» **ASSIGNED TASK**
Of all the entries below, only the lines from the one with "box: [320, 51, 385, 210]" up to and including the one with "72L371 70L356 54L321" are to be duplicated exactly.

BEGIN SUPPLIED ENTRIES

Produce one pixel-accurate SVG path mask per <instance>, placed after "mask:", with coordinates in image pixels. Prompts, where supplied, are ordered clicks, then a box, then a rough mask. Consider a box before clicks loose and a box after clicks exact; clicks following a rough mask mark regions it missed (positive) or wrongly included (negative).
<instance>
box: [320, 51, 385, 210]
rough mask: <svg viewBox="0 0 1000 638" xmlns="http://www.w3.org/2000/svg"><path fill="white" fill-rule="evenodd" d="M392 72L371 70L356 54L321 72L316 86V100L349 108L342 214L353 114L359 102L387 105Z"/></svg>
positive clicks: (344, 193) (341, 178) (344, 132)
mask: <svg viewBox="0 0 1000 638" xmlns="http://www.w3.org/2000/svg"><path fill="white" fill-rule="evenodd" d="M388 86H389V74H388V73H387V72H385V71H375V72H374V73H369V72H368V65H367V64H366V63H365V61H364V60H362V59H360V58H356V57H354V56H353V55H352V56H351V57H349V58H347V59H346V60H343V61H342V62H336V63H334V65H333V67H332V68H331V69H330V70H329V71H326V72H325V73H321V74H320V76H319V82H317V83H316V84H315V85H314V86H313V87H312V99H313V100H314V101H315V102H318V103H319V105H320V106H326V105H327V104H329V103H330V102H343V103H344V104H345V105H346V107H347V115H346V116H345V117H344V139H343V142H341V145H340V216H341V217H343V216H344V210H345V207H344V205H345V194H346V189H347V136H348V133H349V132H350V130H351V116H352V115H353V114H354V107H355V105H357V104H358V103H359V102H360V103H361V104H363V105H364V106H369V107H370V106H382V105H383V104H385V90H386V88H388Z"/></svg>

END SUPPLIED ENTRIES
BEGIN SUPPLIED ENTRIES

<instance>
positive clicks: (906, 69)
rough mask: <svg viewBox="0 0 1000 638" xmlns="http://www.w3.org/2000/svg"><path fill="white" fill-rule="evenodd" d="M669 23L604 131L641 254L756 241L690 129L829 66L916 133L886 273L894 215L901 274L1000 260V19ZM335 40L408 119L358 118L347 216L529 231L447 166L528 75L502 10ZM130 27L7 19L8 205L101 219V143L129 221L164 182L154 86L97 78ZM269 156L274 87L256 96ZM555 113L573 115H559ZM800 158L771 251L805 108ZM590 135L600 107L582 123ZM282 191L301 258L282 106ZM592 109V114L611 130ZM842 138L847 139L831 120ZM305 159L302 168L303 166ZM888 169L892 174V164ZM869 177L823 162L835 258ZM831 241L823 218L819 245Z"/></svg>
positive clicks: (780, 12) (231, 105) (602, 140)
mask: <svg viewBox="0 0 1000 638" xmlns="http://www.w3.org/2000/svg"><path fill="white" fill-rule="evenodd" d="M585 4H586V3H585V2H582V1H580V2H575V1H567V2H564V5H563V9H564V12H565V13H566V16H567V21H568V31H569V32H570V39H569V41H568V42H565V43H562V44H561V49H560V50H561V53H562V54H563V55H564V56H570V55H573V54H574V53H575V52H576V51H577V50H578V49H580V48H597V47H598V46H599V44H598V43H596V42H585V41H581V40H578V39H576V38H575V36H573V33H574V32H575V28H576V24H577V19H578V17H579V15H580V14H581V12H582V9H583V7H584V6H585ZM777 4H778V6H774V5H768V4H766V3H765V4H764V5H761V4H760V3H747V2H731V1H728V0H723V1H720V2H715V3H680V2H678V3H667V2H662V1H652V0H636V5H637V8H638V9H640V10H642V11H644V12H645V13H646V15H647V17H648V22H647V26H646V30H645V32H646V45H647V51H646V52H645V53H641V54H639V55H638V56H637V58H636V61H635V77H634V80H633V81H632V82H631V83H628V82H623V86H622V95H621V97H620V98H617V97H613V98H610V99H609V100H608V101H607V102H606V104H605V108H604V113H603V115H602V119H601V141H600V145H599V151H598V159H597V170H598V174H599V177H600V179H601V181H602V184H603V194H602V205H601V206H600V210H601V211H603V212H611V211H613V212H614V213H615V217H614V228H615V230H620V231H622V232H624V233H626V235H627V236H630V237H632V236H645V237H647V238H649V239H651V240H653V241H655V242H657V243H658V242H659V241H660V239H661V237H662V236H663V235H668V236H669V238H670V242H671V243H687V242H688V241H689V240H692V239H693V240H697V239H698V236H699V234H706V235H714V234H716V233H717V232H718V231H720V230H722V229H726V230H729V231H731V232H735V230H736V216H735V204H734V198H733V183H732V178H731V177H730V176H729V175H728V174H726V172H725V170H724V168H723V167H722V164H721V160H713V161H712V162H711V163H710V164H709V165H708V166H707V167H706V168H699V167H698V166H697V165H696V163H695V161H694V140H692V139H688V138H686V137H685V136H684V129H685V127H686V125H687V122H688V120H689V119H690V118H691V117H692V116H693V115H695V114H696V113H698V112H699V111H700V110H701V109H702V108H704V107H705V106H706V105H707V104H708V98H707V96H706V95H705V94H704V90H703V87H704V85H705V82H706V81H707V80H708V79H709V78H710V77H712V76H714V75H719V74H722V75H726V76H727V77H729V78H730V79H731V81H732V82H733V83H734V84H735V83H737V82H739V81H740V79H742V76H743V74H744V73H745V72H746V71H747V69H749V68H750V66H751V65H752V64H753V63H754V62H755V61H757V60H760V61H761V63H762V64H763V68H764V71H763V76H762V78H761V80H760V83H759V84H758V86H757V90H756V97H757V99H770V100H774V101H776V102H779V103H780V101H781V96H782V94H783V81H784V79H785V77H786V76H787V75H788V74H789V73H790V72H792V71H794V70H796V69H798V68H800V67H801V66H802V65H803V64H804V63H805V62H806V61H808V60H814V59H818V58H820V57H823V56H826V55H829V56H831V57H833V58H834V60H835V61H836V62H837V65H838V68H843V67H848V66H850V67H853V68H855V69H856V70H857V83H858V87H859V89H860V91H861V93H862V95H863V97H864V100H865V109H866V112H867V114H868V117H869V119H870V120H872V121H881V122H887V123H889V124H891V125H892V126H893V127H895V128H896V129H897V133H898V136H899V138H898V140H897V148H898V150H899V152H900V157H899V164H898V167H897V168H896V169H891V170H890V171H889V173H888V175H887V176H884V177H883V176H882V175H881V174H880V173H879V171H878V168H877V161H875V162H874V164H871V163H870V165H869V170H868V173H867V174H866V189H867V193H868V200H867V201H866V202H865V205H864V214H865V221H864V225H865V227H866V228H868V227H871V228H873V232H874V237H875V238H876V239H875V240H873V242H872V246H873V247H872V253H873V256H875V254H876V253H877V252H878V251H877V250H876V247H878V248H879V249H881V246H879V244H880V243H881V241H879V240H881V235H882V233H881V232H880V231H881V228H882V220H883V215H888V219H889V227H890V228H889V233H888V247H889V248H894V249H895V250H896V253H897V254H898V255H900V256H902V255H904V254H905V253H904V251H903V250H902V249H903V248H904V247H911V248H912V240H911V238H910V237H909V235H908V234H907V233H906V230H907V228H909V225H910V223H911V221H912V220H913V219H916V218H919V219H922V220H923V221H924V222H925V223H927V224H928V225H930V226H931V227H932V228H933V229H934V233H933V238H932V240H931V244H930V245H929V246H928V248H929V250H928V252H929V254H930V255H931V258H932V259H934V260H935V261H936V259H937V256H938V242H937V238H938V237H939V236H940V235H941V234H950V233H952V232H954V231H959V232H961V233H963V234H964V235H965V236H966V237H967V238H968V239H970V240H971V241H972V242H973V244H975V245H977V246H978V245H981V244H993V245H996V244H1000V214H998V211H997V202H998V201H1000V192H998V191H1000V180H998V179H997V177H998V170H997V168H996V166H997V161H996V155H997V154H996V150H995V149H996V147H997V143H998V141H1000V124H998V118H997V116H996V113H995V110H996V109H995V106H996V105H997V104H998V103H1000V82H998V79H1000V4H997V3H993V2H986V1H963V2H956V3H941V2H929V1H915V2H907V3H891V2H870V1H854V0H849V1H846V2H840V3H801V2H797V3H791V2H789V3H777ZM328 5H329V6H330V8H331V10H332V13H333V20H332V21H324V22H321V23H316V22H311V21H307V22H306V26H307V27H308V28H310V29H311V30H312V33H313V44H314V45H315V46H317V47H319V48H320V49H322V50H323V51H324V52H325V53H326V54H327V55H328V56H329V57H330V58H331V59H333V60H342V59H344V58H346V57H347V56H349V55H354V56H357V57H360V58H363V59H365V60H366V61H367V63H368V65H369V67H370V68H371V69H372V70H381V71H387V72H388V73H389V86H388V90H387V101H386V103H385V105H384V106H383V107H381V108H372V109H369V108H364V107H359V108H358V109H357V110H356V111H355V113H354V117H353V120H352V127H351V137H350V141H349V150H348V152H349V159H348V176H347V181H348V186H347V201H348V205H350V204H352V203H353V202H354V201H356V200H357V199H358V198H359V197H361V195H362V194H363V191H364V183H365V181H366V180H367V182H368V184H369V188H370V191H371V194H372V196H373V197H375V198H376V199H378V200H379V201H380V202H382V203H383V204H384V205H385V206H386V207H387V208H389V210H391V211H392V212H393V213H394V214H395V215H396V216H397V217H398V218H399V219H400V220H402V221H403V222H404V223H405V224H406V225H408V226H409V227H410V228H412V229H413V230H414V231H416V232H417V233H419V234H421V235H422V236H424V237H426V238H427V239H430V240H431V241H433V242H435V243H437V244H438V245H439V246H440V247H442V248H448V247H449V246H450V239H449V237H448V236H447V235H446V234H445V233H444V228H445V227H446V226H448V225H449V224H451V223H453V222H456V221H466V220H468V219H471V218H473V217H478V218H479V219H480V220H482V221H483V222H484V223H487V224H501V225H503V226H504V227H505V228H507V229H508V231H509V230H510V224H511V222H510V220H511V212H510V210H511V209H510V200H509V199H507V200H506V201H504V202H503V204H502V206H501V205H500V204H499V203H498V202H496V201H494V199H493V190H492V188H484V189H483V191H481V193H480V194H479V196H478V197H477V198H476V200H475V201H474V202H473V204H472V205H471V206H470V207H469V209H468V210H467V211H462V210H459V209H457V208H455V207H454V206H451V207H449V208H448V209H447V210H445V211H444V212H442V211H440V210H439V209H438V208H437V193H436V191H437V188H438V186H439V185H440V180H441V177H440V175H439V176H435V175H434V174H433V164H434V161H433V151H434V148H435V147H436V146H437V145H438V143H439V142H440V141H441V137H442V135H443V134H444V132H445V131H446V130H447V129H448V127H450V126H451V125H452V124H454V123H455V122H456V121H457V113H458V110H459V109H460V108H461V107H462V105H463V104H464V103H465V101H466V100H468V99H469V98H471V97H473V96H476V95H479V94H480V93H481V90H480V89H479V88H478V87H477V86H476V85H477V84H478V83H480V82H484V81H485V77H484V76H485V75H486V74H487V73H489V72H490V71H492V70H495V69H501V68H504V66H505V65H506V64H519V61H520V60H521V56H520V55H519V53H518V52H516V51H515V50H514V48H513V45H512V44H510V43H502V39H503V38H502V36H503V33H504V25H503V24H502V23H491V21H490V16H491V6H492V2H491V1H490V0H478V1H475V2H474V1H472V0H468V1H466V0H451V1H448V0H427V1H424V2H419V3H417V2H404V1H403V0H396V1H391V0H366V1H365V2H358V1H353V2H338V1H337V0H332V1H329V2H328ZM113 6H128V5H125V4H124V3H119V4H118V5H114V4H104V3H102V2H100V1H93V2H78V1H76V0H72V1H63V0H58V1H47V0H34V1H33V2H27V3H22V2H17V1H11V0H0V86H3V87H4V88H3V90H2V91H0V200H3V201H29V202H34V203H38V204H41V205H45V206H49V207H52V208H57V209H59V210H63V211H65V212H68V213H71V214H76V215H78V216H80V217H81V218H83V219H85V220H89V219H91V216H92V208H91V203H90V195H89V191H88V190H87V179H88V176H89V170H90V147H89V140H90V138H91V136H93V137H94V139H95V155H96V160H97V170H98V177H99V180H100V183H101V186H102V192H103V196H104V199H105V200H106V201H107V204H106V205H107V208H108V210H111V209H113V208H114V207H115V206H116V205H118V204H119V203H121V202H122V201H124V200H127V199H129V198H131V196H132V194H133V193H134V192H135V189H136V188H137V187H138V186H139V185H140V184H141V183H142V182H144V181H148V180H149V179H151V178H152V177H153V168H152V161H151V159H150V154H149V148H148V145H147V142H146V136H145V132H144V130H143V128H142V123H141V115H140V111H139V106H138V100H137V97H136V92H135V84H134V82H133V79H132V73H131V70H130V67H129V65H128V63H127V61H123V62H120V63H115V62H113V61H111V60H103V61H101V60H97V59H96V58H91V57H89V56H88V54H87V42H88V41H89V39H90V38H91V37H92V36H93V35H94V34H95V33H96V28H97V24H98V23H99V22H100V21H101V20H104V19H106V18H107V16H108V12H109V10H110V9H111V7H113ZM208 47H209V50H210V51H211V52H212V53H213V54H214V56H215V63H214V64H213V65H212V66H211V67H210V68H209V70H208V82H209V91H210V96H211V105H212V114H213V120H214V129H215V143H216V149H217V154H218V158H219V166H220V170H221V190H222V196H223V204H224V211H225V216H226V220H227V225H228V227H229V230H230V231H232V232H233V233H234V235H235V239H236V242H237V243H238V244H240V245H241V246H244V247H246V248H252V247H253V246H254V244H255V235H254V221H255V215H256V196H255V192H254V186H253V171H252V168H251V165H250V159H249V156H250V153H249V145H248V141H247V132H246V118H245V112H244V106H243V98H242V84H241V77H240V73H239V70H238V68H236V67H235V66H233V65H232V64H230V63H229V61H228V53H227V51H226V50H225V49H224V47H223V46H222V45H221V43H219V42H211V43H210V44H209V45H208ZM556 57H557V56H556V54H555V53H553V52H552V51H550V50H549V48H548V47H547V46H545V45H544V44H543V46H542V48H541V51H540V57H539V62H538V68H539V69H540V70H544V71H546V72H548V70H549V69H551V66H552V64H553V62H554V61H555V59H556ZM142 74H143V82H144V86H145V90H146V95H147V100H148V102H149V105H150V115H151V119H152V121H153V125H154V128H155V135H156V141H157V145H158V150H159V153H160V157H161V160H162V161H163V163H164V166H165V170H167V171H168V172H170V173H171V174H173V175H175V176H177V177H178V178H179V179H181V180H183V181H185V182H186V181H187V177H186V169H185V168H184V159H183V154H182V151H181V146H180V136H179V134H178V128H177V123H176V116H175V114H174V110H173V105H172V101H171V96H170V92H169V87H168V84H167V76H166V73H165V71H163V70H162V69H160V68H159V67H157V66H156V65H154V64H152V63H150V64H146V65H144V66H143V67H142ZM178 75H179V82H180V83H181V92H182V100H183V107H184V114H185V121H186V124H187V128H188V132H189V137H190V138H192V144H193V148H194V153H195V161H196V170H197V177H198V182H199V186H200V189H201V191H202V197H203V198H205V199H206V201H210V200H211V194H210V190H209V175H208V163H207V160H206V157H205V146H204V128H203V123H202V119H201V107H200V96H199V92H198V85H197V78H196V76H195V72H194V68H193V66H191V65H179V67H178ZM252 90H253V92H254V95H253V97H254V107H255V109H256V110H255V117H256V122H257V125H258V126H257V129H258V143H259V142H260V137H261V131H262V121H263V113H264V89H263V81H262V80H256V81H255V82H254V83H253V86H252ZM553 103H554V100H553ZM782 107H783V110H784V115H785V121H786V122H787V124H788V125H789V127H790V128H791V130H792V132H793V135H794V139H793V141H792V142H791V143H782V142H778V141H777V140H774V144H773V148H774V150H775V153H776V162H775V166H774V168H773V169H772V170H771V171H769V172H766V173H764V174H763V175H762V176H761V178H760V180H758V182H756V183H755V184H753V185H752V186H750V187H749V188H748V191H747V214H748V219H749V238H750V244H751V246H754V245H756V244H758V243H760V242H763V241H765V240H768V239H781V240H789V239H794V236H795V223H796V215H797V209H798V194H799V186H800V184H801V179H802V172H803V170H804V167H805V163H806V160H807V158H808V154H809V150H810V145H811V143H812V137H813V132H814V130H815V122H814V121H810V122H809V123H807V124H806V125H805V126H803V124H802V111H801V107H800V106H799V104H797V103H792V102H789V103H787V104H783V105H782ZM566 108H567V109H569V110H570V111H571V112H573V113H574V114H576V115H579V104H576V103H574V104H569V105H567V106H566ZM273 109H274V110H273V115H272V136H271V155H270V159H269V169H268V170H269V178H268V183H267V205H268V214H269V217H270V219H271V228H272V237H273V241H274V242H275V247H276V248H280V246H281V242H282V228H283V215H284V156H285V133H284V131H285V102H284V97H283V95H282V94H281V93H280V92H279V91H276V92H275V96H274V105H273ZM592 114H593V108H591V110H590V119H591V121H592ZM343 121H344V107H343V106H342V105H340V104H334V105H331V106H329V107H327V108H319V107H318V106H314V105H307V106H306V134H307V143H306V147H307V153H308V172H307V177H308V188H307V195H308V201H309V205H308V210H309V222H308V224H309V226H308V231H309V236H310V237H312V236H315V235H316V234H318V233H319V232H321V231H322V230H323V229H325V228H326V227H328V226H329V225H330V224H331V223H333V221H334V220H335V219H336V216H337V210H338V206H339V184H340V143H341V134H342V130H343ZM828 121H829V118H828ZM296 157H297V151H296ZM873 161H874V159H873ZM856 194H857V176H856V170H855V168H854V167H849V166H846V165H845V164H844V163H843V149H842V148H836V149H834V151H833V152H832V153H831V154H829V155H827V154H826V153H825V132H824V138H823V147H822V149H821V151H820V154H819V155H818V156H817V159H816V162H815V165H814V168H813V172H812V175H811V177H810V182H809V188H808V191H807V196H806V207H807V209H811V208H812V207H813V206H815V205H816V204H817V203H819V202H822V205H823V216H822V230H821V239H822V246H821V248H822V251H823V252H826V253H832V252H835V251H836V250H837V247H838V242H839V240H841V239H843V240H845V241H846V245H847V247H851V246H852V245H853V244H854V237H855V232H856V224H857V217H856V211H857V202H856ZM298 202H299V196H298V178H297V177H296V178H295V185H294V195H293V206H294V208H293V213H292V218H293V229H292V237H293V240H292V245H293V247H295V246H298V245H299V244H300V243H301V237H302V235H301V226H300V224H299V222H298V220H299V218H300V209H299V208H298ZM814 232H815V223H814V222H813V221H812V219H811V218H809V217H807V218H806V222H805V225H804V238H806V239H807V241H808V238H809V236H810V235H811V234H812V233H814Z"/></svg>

END SUPPLIED ENTRIES

» **EXERCISE ANSWER**
box: [320, 51, 385, 210]
rough mask: <svg viewBox="0 0 1000 638" xmlns="http://www.w3.org/2000/svg"><path fill="white" fill-rule="evenodd" d="M392 72L371 70L356 54L321 72L316 86V100L349 108L342 214L353 114L359 102L387 105Z"/></svg>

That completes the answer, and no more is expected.